**YOUR INSTRUCTIONS:** Leave out the images and set down the records below exactly.

**DATASET RECORDS:**
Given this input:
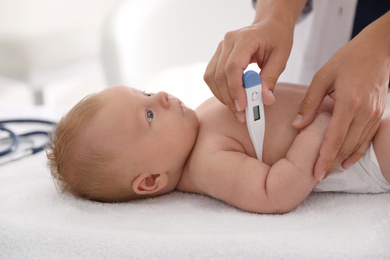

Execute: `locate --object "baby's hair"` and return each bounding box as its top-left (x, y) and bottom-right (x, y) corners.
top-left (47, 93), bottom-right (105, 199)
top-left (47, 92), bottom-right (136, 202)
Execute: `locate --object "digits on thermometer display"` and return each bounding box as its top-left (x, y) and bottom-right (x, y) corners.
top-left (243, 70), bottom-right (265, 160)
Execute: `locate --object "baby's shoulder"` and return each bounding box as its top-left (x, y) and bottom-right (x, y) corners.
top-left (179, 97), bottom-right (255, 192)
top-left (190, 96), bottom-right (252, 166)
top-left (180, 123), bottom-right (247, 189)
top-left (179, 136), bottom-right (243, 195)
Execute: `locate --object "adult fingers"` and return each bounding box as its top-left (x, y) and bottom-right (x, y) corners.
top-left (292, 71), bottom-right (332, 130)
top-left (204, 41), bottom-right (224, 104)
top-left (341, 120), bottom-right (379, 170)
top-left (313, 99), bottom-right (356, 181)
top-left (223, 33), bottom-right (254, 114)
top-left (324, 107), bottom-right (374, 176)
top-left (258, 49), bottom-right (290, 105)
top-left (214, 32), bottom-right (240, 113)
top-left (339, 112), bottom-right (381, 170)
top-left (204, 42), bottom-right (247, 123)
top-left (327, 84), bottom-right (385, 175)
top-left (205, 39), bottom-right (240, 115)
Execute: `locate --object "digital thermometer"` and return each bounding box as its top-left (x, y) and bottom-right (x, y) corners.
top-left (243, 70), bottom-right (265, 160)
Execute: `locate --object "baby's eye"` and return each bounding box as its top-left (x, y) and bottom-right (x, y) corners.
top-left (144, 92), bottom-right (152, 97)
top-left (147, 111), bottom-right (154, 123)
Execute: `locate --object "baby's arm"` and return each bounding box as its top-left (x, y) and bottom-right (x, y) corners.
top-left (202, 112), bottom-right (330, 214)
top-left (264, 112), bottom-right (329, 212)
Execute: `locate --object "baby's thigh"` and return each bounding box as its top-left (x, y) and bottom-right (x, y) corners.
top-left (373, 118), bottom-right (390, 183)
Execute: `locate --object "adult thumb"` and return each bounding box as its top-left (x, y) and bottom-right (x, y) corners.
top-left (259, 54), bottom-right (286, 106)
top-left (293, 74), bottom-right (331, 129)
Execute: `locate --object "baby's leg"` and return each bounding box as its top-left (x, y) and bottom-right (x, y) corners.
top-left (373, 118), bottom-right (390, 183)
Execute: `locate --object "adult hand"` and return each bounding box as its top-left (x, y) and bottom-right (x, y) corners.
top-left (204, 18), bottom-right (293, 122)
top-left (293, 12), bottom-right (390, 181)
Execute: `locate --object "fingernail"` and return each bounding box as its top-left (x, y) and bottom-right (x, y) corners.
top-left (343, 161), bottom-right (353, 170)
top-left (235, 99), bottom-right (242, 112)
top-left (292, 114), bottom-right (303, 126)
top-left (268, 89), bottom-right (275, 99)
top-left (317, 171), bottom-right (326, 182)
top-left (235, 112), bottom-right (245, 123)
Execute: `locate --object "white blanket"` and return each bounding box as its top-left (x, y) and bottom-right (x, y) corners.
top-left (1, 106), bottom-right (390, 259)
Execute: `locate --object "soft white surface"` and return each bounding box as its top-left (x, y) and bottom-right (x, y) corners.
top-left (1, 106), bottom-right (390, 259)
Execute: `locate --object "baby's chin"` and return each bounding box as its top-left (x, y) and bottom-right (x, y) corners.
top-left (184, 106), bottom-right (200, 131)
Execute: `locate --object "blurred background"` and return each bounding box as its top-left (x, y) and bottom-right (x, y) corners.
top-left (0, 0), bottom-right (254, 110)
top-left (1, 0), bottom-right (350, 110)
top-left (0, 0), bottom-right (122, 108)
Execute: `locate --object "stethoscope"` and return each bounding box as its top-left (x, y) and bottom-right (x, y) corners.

**RESPONSE TO THIS TASK:**
Given this input:

Execute: `locate --object "baby's hair"` and return each bounding box as its top-left (x, y) and bottom-right (x, y) corners.
top-left (47, 93), bottom-right (105, 199)
top-left (47, 92), bottom-right (136, 202)
Execute: `locate --object "digits on thermometer display"` and return each bounding box as its top-left (x, y) and bottom-right (x, y) corners.
top-left (243, 70), bottom-right (265, 160)
Execute: `locate --object "baby's shoulder"` and return each bounding box as its top-left (x, y) and bottom-right (x, y) corners.
top-left (179, 97), bottom-right (255, 192)
top-left (190, 96), bottom-right (252, 166)
top-left (180, 123), bottom-right (247, 189)
top-left (179, 136), bottom-right (243, 195)
Execute: `locate --object "adult fingers"` and return each bounding box as its top-left (x, y) and bottom-right (x, y) corners.
top-left (292, 71), bottom-right (332, 130)
top-left (204, 41), bottom-right (224, 104)
top-left (341, 120), bottom-right (379, 170)
top-left (313, 99), bottom-right (356, 181)
top-left (223, 33), bottom-right (254, 114)
top-left (324, 107), bottom-right (374, 176)
top-left (258, 49), bottom-right (290, 105)
top-left (214, 32), bottom-right (240, 113)
top-left (339, 112), bottom-right (381, 170)
top-left (204, 42), bottom-right (247, 123)
top-left (327, 84), bottom-right (385, 175)
top-left (205, 39), bottom-right (240, 115)
Execute: `locate --object "digital thermometer"` and return each bounding box as its top-left (x, y) and bottom-right (x, y) corners.
top-left (243, 70), bottom-right (265, 160)
Execute: `locate --object "baby's eye"` and return each bounding box as its top-left (x, y) and bottom-right (x, y) corners.
top-left (144, 92), bottom-right (152, 97)
top-left (147, 111), bottom-right (154, 123)
Execute: `locate --object "baby's arm"` and return each bounding box as its top-left (x, y) and bottom-right (x, y) corners.
top-left (202, 112), bottom-right (330, 214)
top-left (264, 112), bottom-right (329, 212)
Execute: `locate --object "baby's thigh"` and return each bounding box as its top-left (x, y) and bottom-right (x, y) corners.
top-left (373, 118), bottom-right (390, 183)
Execute: `locate --object "adult thumb"` and return each bounding box as its top-left (x, y) and bottom-right (x, y) corners.
top-left (259, 54), bottom-right (286, 106)
top-left (293, 74), bottom-right (331, 129)
Execute: `locate --object "baby's leg"` and return each bounding box as its top-left (x, y) and bottom-right (x, y) corners.
top-left (373, 118), bottom-right (390, 183)
Execute: `locate --object "adult hand"` and return each bounding box as its top-left (x, y) and bottom-right (x, y) corners.
top-left (204, 18), bottom-right (293, 122)
top-left (293, 12), bottom-right (390, 181)
Execute: `locate --object "fingernail"` and return each bounding box as its top-left (x, y) and bottom-right (x, y) corners.
top-left (343, 161), bottom-right (353, 170)
top-left (235, 99), bottom-right (242, 112)
top-left (292, 114), bottom-right (303, 126)
top-left (268, 89), bottom-right (275, 99)
top-left (317, 171), bottom-right (326, 182)
top-left (235, 112), bottom-right (245, 123)
Execute: `locate --object "white blanket"` and return each bounding box as its top-left (x, y) and bottom-right (x, y) corners.
top-left (1, 106), bottom-right (390, 259)
Execute: `locate --object "soft white surface"` and return each bounding box as its top-left (x, y) and bottom-right (x, y) corners.
top-left (1, 106), bottom-right (390, 259)
Execute: `locate --object "baby's chin"` and return each bounding box as its top-left (x, y) and bottom-right (x, y) corners.
top-left (184, 106), bottom-right (200, 131)
Execute: `locate --object "blurred background"` and return each bounding box as its top-left (x, y) and bottom-right (x, y) corners.
top-left (0, 0), bottom-right (254, 110)
top-left (1, 0), bottom-right (350, 110)
top-left (0, 0), bottom-right (122, 108)
Execute: `locate --object "stethoscope"` and return each bounding box as its top-left (x, y) and bottom-right (x, y) corners.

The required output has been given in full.